Gender Restoration

In the creation of humans in Genesis, male and female are the mode in which the image bearing capacity of God is conveyed to humankind.  Gender and embodiment seem to function for humankind as part of the essence of who we are in imaging God.  The ontological nature of gender is affirmed by Paul when he references Genesis and the mystery of marriage as referring to Christ and the Church.  The mystery of sexual union between male and female is on the order of the union and oneness between Christ and the Church (Eph. 5:32).  Gender is not something we set aside in being joined to Christ but is taken up even in this ultimate of relationships.  Whether Paul is speaking literally or metaphorically, gender seems to carry enduring metaphysical importance.

On the other hand, Paul describes male and female, along with slave and free and Jew and Gentile, as something that is suspended or overcome in Christ (Ga. 3:27–28).  These verses seem to set gender within an alternative frame in which, like other cultural constructs, it can be set aside among those who “clothe themselves in Christ.”  The question is how to reconcile the apparent tension in Scripture between gender as an ontological reality, yet, as bearing a certain plasticity on the order of Jew/Gentile and slave/free.

● **TASK OBJECTIVE**
Transcribe the passage on gender restoration from "Gender Restoration" up to and including "enduring metaphysical importance.".

● **RAW DATA**

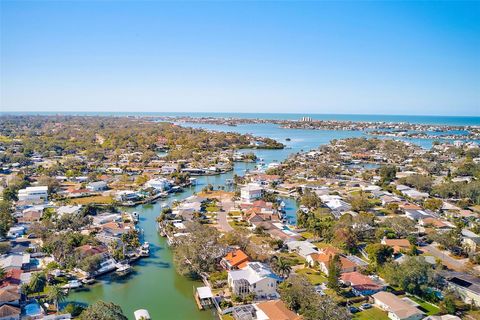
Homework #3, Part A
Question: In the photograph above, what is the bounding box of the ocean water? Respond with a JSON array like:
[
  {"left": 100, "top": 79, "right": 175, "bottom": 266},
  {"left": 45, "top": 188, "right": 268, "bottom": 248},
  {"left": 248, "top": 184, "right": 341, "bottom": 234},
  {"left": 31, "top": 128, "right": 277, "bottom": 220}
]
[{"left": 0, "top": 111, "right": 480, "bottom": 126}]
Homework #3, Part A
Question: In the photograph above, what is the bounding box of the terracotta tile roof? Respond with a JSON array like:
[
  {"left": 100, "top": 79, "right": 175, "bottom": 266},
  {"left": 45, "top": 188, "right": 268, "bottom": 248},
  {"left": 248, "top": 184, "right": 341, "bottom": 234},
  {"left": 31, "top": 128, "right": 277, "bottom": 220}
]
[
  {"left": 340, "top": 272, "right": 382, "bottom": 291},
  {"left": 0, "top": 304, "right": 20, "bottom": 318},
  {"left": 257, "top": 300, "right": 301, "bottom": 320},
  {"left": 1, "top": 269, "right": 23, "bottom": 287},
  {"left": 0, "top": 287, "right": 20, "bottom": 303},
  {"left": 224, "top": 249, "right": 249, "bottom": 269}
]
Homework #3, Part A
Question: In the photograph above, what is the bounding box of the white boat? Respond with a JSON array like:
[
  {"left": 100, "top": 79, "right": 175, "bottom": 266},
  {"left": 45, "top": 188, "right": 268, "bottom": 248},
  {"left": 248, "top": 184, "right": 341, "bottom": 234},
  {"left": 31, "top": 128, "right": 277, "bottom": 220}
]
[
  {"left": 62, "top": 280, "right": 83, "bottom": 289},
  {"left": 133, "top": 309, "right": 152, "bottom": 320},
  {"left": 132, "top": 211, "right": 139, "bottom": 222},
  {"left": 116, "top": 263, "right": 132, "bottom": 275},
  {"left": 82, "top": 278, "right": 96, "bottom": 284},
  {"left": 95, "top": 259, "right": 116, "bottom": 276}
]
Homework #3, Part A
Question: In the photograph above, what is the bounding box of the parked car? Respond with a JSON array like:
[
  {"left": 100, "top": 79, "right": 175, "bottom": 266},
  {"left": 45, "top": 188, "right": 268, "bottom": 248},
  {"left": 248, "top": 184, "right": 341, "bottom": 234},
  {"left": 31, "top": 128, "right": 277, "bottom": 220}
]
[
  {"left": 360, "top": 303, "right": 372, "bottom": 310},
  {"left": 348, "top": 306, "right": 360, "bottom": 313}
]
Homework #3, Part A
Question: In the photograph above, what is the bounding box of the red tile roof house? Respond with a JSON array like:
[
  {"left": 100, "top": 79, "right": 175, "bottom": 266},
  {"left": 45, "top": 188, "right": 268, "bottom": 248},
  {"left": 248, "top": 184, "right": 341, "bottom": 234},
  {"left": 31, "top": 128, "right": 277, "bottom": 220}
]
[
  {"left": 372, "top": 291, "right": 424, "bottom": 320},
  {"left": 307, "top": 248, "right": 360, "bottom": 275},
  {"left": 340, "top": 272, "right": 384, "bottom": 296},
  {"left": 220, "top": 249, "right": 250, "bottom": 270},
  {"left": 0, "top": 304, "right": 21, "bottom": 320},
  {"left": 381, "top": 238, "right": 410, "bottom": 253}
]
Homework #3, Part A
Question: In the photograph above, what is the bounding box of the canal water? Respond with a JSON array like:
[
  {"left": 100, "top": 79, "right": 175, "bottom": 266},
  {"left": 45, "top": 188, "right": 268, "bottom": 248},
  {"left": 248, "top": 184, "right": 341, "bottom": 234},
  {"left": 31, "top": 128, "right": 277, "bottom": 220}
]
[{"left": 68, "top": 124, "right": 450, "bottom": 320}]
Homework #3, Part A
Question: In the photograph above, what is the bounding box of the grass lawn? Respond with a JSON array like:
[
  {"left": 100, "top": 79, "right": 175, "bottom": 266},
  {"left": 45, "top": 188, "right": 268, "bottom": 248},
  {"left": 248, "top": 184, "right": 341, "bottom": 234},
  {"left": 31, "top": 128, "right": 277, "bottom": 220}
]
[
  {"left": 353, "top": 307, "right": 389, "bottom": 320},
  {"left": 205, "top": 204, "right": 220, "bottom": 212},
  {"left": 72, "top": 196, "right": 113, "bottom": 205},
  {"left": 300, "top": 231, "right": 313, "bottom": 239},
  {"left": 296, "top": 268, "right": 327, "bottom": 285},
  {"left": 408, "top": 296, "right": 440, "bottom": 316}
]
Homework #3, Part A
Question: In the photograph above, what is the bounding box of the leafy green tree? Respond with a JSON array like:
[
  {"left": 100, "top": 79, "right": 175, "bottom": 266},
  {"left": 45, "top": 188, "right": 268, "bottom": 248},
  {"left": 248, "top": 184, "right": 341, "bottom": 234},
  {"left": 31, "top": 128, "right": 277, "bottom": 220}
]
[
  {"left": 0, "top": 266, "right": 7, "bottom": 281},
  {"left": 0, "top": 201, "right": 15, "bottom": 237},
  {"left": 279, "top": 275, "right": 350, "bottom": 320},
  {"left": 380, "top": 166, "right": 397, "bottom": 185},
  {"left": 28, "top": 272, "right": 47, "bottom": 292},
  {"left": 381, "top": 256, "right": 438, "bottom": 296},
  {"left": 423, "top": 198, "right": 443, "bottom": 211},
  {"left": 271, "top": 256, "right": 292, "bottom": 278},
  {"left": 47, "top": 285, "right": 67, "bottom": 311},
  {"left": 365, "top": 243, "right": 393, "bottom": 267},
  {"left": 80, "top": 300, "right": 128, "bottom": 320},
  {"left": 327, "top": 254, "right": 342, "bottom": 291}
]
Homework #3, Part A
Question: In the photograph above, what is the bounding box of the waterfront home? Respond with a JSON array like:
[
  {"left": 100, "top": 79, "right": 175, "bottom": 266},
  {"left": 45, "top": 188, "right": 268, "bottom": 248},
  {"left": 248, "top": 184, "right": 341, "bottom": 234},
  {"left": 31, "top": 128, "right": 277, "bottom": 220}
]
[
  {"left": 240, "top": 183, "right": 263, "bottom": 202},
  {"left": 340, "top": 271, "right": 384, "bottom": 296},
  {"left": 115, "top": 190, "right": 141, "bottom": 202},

● **RESPONSE FOR THIS EXERCISE**
Gender Restoration

In the creation of humans in Genesis, male and female are the mode in which the image bearing capacity of God is conveyed to humankind.  Gender and embodiment seem to function for humankind as part of the essence of who we are in imaging God.  The ontological nature of gender is affirmed by Paul when he references Genesis and the mystery of marriage as referring to Christ and the Church.  The mystery of sexual union between male and female is on the order of the union and oneness between Christ and the Church (Eph. 5:32).  Gender is not something we set aside in being joined to Christ but is taken up even in this ultimate of relationships.  Whether Paul is speaking literally or metaphorically, gender seems to carry enduring metaphysical importance.